> _What you have to do_: Could you write out the lines again, starting at the top of the records and ending with the line that contains "78), (79, 95)]]" (both included), keeping the requests unchanged but rescaling every coordinate in the answers by 0.25, rounded to whole numbers with halves going up? Leave the pictures out.

> _Raw data_:
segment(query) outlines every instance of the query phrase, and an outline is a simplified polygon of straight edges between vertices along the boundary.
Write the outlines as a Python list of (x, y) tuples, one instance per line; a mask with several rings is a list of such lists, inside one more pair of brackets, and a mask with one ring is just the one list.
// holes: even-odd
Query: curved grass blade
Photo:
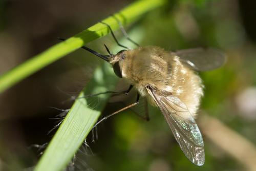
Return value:
[[(143, 31), (136, 28), (130, 35), (139, 42), (143, 34)], [(129, 47), (134, 46), (131, 42), (125, 45)], [(113, 50), (118, 51), (118, 48), (120, 48)], [(35, 170), (63, 170), (95, 124), (110, 94), (102, 94), (87, 99), (82, 97), (86, 95), (113, 91), (118, 79), (108, 62), (103, 62), (101, 67), (96, 69), (93, 78), (79, 95)]]
[[(139, 18), (143, 14), (162, 6), (166, 0), (141, 0), (128, 6), (114, 15), (123, 25)], [(117, 21), (111, 16), (102, 20), (113, 30), (119, 28)], [(107, 35), (106, 25), (97, 23), (64, 42), (53, 46), (40, 54), (0, 76), (0, 93), (44, 67), (80, 48), (84, 44)]]

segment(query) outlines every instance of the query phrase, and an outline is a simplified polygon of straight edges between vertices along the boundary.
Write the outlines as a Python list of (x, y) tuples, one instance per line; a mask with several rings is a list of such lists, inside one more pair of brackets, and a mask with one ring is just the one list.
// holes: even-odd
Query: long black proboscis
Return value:
[[(59, 37), (58, 37), (58, 39), (59, 40), (62, 40), (62, 41), (65, 41), (65, 40), (66, 40), (65, 38), (59, 38)], [(96, 51), (95, 51), (93, 50), (92, 50), (91, 49), (90, 49), (89, 48), (88, 48), (88, 47), (86, 47), (84, 46), (83, 46), (82, 47), (81, 47), (81, 48), (82, 48), (82, 49), (83, 49), (84, 50), (86, 50), (88, 52), (91, 52), (93, 54), (94, 54), (94, 55), (96, 55), (97, 56), (99, 57), (100, 58), (101, 58), (101, 59), (103, 59), (104, 60), (106, 61), (107, 62), (109, 61), (109, 57), (110, 57), (110, 55), (102, 55), (102, 54), (99, 54), (98, 52), (97, 52)]]

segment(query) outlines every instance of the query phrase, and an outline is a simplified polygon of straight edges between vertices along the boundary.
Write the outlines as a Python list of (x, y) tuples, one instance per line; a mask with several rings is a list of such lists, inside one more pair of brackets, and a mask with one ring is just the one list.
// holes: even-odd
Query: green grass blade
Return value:
[[(137, 28), (129, 34), (137, 42), (143, 36), (143, 31)], [(120, 41), (123, 44), (123, 41)], [(125, 44), (129, 47), (134, 45)], [(114, 51), (118, 51), (112, 49)], [(86, 99), (86, 95), (113, 91), (118, 77), (113, 68), (104, 62), (98, 68), (94, 76), (80, 93), (69, 113), (36, 166), (35, 170), (61, 170), (69, 163), (97, 121), (110, 94)]]
[(118, 77), (114, 75), (112, 70), (106, 62), (96, 70), (94, 77), (80, 93), (35, 170), (61, 170), (71, 161), (98, 119), (110, 94), (88, 100), (79, 97), (113, 90)]
[[(115, 15), (124, 25), (138, 19), (142, 14), (163, 5), (166, 0), (141, 0), (135, 2)], [(109, 17), (103, 20), (113, 30), (118, 29), (116, 20)], [(0, 76), (0, 93), (38, 70), (54, 62), (65, 55), (98, 38), (106, 35), (109, 30), (106, 26), (97, 23), (69, 38), (54, 45)]]

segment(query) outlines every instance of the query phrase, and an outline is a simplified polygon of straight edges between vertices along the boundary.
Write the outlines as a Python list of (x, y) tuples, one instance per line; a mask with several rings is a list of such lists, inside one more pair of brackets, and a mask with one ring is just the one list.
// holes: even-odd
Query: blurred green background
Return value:
[[(0, 1), (0, 74), (132, 2)], [(162, 114), (151, 107), (149, 122), (127, 111), (101, 124), (98, 139), (92, 143), (89, 135), (90, 147), (83, 145), (67, 170), (255, 170), (255, 6), (242, 0), (172, 1), (126, 28), (143, 34), (142, 46), (211, 47), (226, 53), (223, 67), (200, 73), (205, 87), (197, 119), (205, 146), (203, 166), (186, 159)], [(110, 36), (87, 45), (105, 53), (104, 44), (115, 46)], [(50, 107), (69, 109), (100, 61), (79, 50), (1, 95), (0, 170), (33, 169), (44, 151), (33, 144), (49, 142), (54, 131), (48, 132), (60, 121), (61, 112)], [(129, 86), (120, 82), (117, 90)], [(114, 101), (104, 115), (121, 107)]]

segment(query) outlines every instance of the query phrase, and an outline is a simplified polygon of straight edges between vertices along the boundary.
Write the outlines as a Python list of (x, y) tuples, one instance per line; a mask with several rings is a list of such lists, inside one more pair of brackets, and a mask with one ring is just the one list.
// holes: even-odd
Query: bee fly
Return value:
[[(126, 49), (114, 55), (104, 45), (109, 55), (102, 55), (85, 46), (82, 48), (109, 62), (117, 76), (131, 83), (125, 92), (105, 93), (127, 94), (134, 87), (138, 91), (137, 100), (134, 103), (101, 119), (96, 125), (136, 105), (140, 96), (145, 97), (150, 104), (160, 108), (187, 158), (195, 164), (202, 165), (204, 163), (204, 143), (194, 117), (203, 95), (203, 86), (196, 72), (220, 67), (225, 62), (225, 55), (211, 49), (170, 52), (158, 47), (139, 47), (127, 36), (118, 22), (125, 37), (139, 46), (138, 49), (131, 50), (120, 45), (111, 27), (103, 22), (101, 23), (108, 26), (117, 44)], [(97, 95), (102, 93), (104, 93)]]

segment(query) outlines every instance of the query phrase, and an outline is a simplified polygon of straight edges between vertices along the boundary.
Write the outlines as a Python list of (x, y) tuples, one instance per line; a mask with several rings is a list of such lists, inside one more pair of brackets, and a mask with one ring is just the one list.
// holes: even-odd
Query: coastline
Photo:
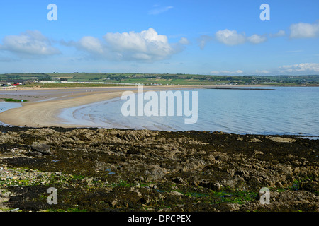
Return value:
[[(183, 88), (198, 88), (197, 86), (158, 86), (145, 87), (145, 90), (173, 90)], [(62, 122), (58, 117), (65, 108), (79, 107), (100, 101), (108, 100), (120, 97), (124, 91), (137, 92), (135, 86), (107, 88), (34, 88), (10, 90), (12, 93), (6, 97), (29, 100), (21, 102), (18, 109), (10, 109), (0, 113), (0, 121), (5, 124), (25, 127), (60, 126), (65, 128), (84, 127), (87, 125), (67, 124)], [(19, 91), (19, 94), (14, 91)], [(41, 91), (41, 93), (33, 91)], [(52, 93), (43, 91), (54, 91)], [(61, 91), (61, 93), (59, 93)], [(3, 93), (4, 92), (2, 92)], [(30, 94), (30, 93), (31, 94)], [(4, 95), (0, 93), (0, 97)], [(43, 96), (39, 97), (39, 95)]]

> _The completed task_:
segment(query) outlines every instance of the query phrase, and an outline is a simplified polygon of straight edges between vertices along the boundary.
Write the outlines as a Python list of (x, y) tuples, one instance per line; a mask with several rings is a list of such lists, inside one more pair of brackets, and a mask with one ring is just the one list.
// holes: even-odd
Query: curved grass blade
Photo:
Return value:
[[(36, 8), (34, 7), (33, 9), (35, 11), (36, 9)], [(32, 12), (34, 12), (33, 11), (31, 11)], [(28, 13), (30, 13), (30, 12), (30, 12)], [(9, 43), (16, 43), (24, 31), (28, 24), (26, 24), (22, 25), (21, 24), (22, 24), (28, 23), (30, 20), (27, 16), (26, 16), (25, 17), (24, 17), (23, 20), (20, 24)]]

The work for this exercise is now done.